-- Start Records provided --
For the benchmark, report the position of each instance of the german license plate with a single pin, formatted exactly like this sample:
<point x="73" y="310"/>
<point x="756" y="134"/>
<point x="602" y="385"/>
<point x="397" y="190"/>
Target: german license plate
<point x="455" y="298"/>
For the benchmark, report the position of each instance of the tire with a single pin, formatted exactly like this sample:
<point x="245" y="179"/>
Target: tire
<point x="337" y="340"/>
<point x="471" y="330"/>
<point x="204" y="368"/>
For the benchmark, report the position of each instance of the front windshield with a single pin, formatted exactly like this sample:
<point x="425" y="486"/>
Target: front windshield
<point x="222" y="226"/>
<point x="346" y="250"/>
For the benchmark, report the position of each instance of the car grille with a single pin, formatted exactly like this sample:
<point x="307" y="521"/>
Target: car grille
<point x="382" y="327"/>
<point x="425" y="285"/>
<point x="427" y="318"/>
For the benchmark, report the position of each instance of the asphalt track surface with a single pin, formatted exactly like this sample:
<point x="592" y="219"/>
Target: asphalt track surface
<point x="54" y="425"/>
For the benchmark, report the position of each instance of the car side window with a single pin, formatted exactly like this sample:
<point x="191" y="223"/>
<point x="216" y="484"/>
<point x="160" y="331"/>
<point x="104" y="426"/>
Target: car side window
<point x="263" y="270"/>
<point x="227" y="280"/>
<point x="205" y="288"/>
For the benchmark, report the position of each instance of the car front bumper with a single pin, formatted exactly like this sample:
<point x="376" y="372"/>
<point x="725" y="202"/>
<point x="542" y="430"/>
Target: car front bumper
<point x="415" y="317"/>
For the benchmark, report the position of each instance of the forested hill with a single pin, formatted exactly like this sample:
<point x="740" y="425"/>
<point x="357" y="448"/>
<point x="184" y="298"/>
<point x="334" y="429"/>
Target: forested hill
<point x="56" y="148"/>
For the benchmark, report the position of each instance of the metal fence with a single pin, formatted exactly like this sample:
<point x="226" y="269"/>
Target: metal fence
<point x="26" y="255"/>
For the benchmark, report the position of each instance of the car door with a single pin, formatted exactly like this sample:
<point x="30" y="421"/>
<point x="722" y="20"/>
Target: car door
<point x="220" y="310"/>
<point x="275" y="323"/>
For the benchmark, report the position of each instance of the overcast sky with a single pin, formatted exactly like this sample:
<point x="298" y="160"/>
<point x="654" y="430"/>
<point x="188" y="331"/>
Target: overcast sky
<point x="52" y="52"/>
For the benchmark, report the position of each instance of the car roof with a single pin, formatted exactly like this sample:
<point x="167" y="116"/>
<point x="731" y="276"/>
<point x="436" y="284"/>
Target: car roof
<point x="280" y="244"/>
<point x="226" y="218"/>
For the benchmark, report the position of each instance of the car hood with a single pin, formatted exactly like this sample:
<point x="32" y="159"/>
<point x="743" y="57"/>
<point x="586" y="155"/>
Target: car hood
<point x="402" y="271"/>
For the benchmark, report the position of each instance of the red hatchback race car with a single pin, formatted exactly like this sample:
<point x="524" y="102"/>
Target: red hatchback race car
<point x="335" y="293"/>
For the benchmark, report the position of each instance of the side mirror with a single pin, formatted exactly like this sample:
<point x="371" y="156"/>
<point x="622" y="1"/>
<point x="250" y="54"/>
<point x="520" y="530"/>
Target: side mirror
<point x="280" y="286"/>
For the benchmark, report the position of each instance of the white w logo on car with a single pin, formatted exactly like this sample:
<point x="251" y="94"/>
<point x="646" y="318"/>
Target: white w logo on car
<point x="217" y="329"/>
-- End Records provided --
> **Problem statement**
Everything from the line containing "the red hatchback" to the last line of the entries above should be quoted exactly, and only that.

> **Output of the task**
For the benchmark, report the position of each instance of the red hatchback race car with a single pin, formatted exactly like this sample:
<point x="524" y="102"/>
Target: red hatchback race car
<point x="335" y="293"/>
For the benchmark, report the position of each instance of the side mirror with a single pin, formatted exactly like this sample:
<point x="371" y="156"/>
<point x="622" y="1"/>
<point x="250" y="54"/>
<point x="520" y="530"/>
Target: side mirror
<point x="280" y="286"/>
For the benchmark, report the position of each instance of the white w logo on car with a single pin, formatted exactly like this sample:
<point x="251" y="94"/>
<point x="646" y="318"/>
Target: white w logo on car
<point x="217" y="329"/>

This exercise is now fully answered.